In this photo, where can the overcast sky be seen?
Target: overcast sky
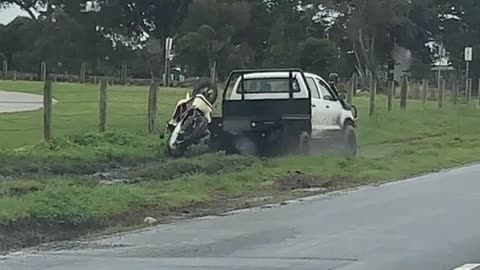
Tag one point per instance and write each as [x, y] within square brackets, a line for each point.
[8, 14]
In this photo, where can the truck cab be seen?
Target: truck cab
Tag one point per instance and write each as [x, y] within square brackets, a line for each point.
[282, 108]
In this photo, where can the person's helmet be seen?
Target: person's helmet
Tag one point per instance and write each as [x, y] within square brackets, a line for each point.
[333, 78]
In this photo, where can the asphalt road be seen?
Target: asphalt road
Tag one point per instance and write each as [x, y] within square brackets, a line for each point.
[431, 222]
[17, 102]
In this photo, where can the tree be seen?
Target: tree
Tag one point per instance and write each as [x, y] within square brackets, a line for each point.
[318, 55]
[374, 27]
[212, 28]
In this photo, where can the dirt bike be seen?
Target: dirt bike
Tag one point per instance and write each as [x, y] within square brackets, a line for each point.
[190, 119]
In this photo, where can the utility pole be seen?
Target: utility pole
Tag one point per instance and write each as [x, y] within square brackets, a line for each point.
[468, 59]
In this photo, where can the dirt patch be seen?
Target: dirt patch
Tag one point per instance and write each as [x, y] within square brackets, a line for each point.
[300, 181]
[27, 233]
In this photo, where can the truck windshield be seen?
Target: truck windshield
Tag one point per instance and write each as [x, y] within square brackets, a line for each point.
[268, 85]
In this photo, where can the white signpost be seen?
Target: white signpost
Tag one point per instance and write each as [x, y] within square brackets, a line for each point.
[468, 59]
[168, 49]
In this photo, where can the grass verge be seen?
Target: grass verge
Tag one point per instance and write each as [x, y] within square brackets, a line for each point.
[61, 197]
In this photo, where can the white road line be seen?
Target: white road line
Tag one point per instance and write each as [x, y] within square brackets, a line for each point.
[468, 266]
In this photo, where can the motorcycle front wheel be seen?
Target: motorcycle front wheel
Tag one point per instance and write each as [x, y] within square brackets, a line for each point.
[174, 149]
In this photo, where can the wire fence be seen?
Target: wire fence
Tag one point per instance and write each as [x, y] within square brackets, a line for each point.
[79, 110]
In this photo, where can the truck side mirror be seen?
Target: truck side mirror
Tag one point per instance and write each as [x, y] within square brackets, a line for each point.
[333, 78]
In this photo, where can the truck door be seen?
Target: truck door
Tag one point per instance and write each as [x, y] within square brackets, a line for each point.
[319, 113]
[332, 107]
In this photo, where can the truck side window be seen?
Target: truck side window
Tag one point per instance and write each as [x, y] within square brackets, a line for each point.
[313, 87]
[324, 90]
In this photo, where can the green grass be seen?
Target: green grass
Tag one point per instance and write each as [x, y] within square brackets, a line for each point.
[77, 111]
[393, 145]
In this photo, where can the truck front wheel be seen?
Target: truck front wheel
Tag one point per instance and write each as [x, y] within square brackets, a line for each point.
[350, 141]
[304, 143]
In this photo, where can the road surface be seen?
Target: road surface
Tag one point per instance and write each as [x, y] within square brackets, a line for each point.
[19, 102]
[430, 222]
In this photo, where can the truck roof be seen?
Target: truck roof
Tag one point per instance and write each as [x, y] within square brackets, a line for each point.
[277, 74]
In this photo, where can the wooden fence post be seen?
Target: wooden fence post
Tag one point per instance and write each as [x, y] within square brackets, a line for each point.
[124, 74]
[478, 94]
[351, 91]
[455, 92]
[403, 93]
[102, 113]
[469, 91]
[390, 96]
[152, 107]
[43, 71]
[83, 72]
[373, 93]
[441, 94]
[47, 110]
[5, 69]
[425, 91]
[355, 83]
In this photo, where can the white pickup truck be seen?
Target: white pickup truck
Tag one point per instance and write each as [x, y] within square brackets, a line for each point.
[283, 109]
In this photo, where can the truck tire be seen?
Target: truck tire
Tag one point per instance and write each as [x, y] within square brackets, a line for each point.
[350, 147]
[304, 143]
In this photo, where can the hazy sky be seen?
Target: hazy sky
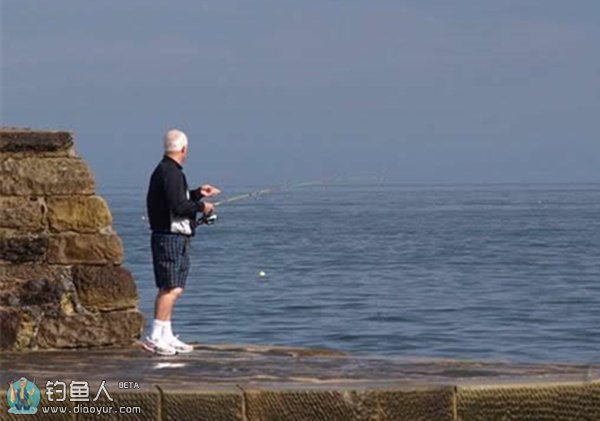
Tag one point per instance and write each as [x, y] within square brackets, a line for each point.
[278, 91]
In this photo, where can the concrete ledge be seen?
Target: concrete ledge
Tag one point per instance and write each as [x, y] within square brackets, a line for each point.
[20, 140]
[251, 383]
[558, 401]
[340, 403]
[218, 404]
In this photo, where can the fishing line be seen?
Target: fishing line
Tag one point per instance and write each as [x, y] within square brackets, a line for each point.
[212, 218]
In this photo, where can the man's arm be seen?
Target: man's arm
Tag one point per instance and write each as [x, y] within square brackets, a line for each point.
[177, 198]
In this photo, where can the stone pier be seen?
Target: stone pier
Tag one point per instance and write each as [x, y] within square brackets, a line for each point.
[252, 383]
[61, 280]
[68, 315]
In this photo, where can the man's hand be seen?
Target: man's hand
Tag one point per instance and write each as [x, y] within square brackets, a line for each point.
[208, 191]
[209, 208]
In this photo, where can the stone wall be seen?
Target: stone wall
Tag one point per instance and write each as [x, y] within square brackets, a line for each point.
[61, 280]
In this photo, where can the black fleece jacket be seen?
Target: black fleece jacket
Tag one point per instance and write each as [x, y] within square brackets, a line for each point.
[169, 197]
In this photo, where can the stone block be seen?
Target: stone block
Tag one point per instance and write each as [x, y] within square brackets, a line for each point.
[16, 328]
[38, 176]
[20, 248]
[560, 401]
[184, 405]
[135, 406]
[93, 329]
[85, 249]
[21, 213]
[18, 140]
[33, 271]
[405, 403]
[67, 411]
[105, 287]
[78, 213]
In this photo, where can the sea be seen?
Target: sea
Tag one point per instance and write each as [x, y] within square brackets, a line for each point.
[476, 272]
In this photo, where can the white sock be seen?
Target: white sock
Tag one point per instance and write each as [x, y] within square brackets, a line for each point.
[167, 332]
[158, 328]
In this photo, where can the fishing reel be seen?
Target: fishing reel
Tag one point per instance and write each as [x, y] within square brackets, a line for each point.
[207, 219]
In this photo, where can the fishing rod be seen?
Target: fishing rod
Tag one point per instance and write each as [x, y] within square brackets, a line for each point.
[211, 218]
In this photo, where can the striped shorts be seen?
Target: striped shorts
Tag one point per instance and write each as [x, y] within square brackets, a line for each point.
[171, 259]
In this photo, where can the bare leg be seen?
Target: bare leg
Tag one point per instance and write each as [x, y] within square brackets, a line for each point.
[165, 301]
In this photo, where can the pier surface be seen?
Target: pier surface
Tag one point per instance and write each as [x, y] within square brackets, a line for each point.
[274, 383]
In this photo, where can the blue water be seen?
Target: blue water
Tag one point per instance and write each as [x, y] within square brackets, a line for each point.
[477, 272]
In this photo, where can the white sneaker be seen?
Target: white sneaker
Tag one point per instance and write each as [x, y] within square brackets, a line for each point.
[179, 346]
[160, 347]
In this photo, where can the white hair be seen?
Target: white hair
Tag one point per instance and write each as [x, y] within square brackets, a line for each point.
[175, 140]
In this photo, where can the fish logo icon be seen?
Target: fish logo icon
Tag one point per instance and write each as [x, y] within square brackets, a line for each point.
[23, 396]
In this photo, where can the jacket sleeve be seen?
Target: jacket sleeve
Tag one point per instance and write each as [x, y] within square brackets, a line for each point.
[177, 199]
[195, 195]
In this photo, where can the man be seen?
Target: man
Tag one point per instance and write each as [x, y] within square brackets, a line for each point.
[172, 210]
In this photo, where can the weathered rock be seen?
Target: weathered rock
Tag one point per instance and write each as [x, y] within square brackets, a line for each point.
[78, 213]
[85, 249]
[19, 248]
[21, 213]
[31, 271]
[10, 324]
[93, 329]
[218, 405]
[18, 140]
[50, 220]
[17, 327]
[105, 287]
[35, 176]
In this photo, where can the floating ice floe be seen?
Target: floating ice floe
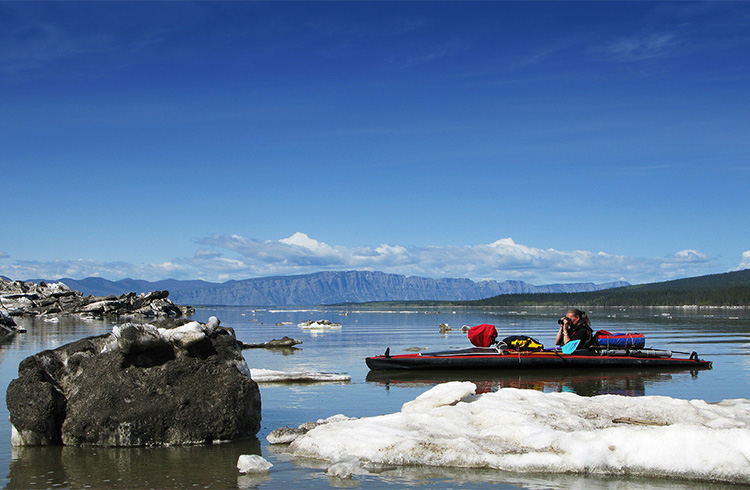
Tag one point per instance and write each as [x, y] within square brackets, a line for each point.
[285, 435]
[270, 376]
[252, 463]
[531, 431]
[319, 325]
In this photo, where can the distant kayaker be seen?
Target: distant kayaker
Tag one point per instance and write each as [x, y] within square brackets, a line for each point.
[575, 325]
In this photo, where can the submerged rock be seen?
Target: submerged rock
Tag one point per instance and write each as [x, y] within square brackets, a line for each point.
[141, 385]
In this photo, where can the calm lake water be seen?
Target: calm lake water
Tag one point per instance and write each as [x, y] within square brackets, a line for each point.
[720, 335]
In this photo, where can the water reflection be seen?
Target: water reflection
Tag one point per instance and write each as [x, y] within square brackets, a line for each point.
[88, 467]
[582, 382]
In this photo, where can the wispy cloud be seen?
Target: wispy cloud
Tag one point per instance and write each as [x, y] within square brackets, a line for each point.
[224, 257]
[638, 48]
[745, 263]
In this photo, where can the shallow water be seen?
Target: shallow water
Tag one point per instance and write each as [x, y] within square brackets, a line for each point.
[720, 335]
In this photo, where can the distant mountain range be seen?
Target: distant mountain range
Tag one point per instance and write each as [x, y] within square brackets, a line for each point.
[323, 288]
[726, 289]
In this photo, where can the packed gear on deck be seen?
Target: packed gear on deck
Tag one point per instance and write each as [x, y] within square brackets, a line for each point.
[522, 343]
[619, 340]
[483, 335]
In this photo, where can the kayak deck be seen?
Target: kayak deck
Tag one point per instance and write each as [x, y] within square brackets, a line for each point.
[491, 358]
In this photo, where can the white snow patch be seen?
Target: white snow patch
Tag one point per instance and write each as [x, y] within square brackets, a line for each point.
[184, 335]
[270, 376]
[252, 463]
[441, 395]
[319, 325]
[531, 431]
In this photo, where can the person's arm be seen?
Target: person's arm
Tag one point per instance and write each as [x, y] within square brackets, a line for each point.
[562, 336]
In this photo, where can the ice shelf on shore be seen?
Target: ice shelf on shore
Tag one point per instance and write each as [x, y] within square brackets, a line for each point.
[319, 325]
[270, 376]
[531, 431]
[252, 463]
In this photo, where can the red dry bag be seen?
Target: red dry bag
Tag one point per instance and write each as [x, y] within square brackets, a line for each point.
[482, 335]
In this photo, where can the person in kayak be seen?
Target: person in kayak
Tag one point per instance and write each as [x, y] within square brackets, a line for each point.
[575, 325]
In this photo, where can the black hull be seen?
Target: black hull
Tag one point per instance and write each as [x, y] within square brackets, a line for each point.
[481, 359]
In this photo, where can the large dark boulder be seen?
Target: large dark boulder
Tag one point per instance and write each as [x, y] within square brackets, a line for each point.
[142, 385]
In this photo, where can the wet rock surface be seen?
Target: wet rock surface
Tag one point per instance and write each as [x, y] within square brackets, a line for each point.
[169, 383]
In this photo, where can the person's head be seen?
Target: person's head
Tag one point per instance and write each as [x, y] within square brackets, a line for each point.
[578, 317]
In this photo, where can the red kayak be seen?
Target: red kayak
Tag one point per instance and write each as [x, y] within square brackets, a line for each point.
[493, 358]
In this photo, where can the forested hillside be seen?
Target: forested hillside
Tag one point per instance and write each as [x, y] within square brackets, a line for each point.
[728, 289]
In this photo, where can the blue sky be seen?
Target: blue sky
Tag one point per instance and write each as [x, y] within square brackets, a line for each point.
[540, 141]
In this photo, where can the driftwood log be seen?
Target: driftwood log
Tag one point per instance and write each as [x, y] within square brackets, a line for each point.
[283, 343]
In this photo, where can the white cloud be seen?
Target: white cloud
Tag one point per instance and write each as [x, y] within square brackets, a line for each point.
[223, 257]
[640, 48]
[745, 263]
[500, 260]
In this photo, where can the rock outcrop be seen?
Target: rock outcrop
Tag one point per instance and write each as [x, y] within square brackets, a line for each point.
[19, 298]
[170, 383]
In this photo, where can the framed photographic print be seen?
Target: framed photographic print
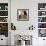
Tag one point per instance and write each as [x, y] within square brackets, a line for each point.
[23, 14]
[42, 32]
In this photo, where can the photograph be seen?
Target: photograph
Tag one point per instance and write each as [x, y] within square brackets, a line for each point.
[22, 14]
[42, 32]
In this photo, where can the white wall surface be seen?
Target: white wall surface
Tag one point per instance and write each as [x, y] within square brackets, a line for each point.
[32, 5]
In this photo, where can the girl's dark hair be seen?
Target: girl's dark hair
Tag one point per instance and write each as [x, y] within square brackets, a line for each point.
[25, 13]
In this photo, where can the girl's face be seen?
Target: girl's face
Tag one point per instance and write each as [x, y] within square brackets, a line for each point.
[22, 13]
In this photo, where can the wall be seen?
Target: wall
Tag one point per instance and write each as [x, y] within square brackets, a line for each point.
[32, 5]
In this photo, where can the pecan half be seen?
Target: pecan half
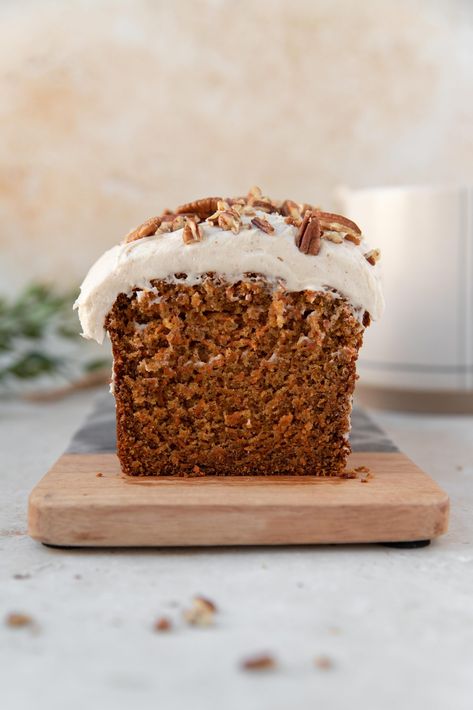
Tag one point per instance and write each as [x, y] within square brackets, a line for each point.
[202, 208]
[308, 237]
[263, 224]
[191, 232]
[334, 237]
[339, 223]
[147, 229]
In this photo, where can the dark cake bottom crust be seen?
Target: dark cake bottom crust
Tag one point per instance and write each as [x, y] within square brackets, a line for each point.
[239, 379]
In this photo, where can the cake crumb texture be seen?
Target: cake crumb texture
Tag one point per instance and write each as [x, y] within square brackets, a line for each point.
[233, 379]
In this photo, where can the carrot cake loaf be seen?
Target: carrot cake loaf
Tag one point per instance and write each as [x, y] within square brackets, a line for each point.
[235, 326]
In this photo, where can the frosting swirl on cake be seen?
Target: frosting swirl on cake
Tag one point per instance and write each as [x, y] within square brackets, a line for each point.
[341, 265]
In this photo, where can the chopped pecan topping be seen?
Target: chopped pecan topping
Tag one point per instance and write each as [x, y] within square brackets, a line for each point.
[264, 205]
[308, 236]
[263, 224]
[312, 223]
[339, 223]
[373, 256]
[147, 229]
[294, 221]
[289, 208]
[334, 237]
[191, 232]
[254, 193]
[202, 208]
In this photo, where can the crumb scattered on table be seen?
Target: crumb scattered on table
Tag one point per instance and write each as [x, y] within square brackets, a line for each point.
[323, 662]
[163, 624]
[259, 662]
[201, 613]
[18, 620]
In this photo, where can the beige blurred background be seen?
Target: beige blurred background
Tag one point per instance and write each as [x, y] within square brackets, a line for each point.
[111, 111]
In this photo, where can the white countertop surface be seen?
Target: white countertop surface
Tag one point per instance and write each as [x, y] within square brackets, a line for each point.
[397, 624]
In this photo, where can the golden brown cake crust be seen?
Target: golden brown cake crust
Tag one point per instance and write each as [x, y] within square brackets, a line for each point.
[239, 379]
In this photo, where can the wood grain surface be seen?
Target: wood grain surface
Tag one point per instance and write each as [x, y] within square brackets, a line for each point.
[73, 505]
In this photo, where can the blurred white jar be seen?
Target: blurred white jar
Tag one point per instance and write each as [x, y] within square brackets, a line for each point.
[419, 356]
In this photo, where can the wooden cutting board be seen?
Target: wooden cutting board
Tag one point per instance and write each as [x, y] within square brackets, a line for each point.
[85, 500]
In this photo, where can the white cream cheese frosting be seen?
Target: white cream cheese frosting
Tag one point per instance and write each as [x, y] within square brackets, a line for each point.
[341, 267]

§

# [DIRECTIONS]
Look for the word "half" in the data, then return every line that contains it.

# [TASK ANSWER]
In this photo, where can the pecan half be seen?
Target: pecan half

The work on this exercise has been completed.